Copy out each of the entries below word for word.

[Given records]
********************
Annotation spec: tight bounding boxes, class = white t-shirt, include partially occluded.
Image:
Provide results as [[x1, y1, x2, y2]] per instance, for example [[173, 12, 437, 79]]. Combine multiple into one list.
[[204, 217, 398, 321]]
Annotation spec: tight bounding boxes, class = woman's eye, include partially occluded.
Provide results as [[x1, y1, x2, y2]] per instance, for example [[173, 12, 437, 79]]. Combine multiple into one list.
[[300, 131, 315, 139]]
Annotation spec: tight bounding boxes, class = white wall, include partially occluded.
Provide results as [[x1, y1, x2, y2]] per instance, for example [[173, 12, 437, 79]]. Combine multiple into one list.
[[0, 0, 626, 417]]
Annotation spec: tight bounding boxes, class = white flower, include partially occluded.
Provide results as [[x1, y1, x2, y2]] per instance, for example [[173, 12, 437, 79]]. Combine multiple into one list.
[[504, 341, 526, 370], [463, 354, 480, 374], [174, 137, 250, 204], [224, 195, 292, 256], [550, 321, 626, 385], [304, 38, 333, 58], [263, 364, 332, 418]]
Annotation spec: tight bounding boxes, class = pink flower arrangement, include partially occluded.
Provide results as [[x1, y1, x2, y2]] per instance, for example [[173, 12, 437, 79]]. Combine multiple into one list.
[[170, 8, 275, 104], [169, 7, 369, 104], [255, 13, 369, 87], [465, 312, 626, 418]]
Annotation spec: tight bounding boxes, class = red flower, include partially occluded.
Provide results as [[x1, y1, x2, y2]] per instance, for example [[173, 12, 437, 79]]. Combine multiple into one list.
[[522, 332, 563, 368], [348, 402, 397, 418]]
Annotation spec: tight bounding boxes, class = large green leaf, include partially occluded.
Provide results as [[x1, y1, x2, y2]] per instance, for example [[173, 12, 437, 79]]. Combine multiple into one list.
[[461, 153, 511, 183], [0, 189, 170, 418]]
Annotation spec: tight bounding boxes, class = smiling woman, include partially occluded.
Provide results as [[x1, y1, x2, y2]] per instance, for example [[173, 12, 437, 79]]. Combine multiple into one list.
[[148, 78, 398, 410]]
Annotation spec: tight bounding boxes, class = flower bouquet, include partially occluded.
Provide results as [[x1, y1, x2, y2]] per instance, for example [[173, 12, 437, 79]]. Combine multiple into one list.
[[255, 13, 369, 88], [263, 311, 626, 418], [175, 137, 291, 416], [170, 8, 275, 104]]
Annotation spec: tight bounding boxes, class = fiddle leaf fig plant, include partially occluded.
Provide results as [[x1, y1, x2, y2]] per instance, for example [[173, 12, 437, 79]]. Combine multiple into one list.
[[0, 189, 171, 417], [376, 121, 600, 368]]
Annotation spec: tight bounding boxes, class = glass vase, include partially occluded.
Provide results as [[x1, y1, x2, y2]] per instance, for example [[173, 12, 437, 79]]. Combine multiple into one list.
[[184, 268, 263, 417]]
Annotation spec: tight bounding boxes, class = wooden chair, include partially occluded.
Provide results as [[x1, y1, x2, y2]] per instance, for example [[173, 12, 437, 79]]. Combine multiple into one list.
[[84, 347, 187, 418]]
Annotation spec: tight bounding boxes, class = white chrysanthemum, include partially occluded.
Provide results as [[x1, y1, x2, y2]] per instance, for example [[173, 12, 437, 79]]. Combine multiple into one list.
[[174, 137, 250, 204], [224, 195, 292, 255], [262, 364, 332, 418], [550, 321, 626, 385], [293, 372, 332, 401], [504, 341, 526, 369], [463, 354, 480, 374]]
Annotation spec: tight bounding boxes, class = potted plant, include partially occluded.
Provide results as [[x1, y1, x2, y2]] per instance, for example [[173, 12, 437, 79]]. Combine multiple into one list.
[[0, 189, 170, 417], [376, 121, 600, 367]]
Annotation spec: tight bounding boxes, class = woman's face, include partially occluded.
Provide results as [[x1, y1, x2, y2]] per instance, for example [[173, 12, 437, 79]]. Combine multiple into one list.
********************
[Written answer]
Annotation spec: tight bounding boxes, class = white t-shirt, include partially occluded.
Image:
Provide results as [[x1, y1, x2, y2]] per instance, for example [[173, 12, 437, 79]]. Combine multiple into one list.
[[204, 217, 398, 321]]
Annotation spec: tight bounding boxes, class = woman's eye, include partially occluded.
Provide results as [[x1, y1, x2, y2]] per instance, for example [[173, 12, 437, 79]]. Combine multiple into one list.
[[300, 131, 315, 139]]
Annotation spec: tight bounding boxes, class = white wall, include partially occluded.
Provide results as [[x1, y1, x2, y2]] per instance, for example [[173, 12, 437, 79]]. Combine multiple into one list.
[[0, 0, 626, 417]]
Annotation spec: tight bounding boxes, class = white flower, include partially occluded.
Provide results as [[x1, y1, x2, y2]] per instance, for example [[173, 12, 437, 79]]. Combine multiple into one list.
[[504, 341, 526, 370], [463, 354, 480, 374], [174, 137, 250, 204], [224, 195, 292, 256], [550, 321, 626, 385], [304, 38, 333, 58], [263, 364, 332, 418]]
Annotation spec: tight bounding boxes, class = pink flower arrangement, include partially occluded.
Provide results as [[x1, y1, x2, y2]] per instance, for example [[173, 12, 437, 79]]. Combine multiple into one list.
[[170, 8, 275, 104], [169, 7, 369, 104], [255, 13, 369, 87], [465, 312, 626, 418]]
Annotation spec: tight bounding boxes, class = red flower, include partially occluded.
Provide results as [[x1, y1, x2, y2]] per instance, for example [[173, 12, 437, 79]]. Combine multiple into one list.
[[522, 332, 563, 368], [348, 402, 397, 418]]
Annotation spec: tight bounding boxes, class = large green leaf, include partially occluded.
Provide results as [[x1, y1, x2, y2]] per instance, for example [[173, 12, 437, 79]]. Combine multiple into one list.
[[461, 153, 511, 183], [0, 189, 170, 418]]
Annotation spec: tight bounding boxes, class = smiling woman, include partially occluded.
Provide results as [[x1, y1, x2, y2]] per instance, for example [[173, 12, 437, 79]]. Combine multiple into one list.
[[148, 78, 398, 410]]
Annotation spec: tight bounding boxes, class = flower bouquet, include partially occluded.
Provide results as [[x1, y1, x2, y2]] per instance, for example [[173, 12, 437, 79]]. Combine multiple into one list.
[[255, 13, 369, 88], [263, 311, 626, 418], [175, 137, 291, 416], [170, 8, 275, 104]]
Annotation spec: tight bounding boxes, class = fiddle leaf fig plant, include partially occluded.
Provide results as [[x1, y1, x2, y2]] per instance, for example [[173, 12, 437, 79]]. Combine multiple into one list.
[[0, 189, 171, 417], [376, 121, 600, 368]]
Annotation spec: tight bounding boxes, class = glass vase, include partially occluded.
Provide results as [[x1, y1, x2, y2]] per instance, for example [[173, 12, 437, 79]]. Combine multiple into one list.
[[184, 268, 263, 417]]
Annotation spec: tight bounding boxes, class = wooden chair, include partially occluded.
Provide results as [[x1, y1, x2, y2]] per instance, for example [[173, 12, 437, 79]]. Combine multiple into one list.
[[84, 347, 187, 418]]
Annotation spec: tight bounding boxes, class = white chrysanthemum, include partially occluded.
Provide results as [[x1, y1, x2, y2]] per instance, for example [[173, 12, 437, 79]]. Combine multiple into one list.
[[174, 137, 250, 204], [224, 195, 292, 255], [262, 364, 332, 418], [550, 321, 626, 385], [293, 372, 332, 401], [504, 341, 526, 369], [463, 354, 480, 374]]
Annotation spec: tight bounding boxes, class = potted plant, include partially occluded.
Provide results as [[x1, y1, x2, y2]] per instance, for example [[173, 12, 437, 79]]. Combine multiple into one list.
[[0, 189, 170, 417], [376, 121, 600, 367]]
Annotation spec: tight bounding boxes, class = woman's face, include partially occluded.
Provide results as [[x1, y1, x2, y2]] per instance, for example [[173, 12, 437, 79]]. Combine multiple into one list.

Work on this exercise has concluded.